Detection annotation records

— START —

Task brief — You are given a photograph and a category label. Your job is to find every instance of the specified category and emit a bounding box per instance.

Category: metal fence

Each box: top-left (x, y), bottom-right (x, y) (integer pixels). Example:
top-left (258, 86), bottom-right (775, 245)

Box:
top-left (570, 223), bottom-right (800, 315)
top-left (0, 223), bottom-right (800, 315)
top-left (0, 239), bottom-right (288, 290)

— END —

» **WRITTEN TASK**: Repeat these lines word for word, from the first to the last.

» **CORRECT RESPONSE**:
Task brief — You are given a photograph and a category label. Your job is to find every instance of the specified category and emit a bounding box per instance.

Category: metal fence

Each box: top-left (x, y), bottom-right (x, y) (integer pixels). Example:
top-left (258, 86), bottom-right (775, 245)

Box:
top-left (570, 223), bottom-right (800, 315)
top-left (0, 223), bottom-right (800, 315)
top-left (0, 239), bottom-right (288, 290)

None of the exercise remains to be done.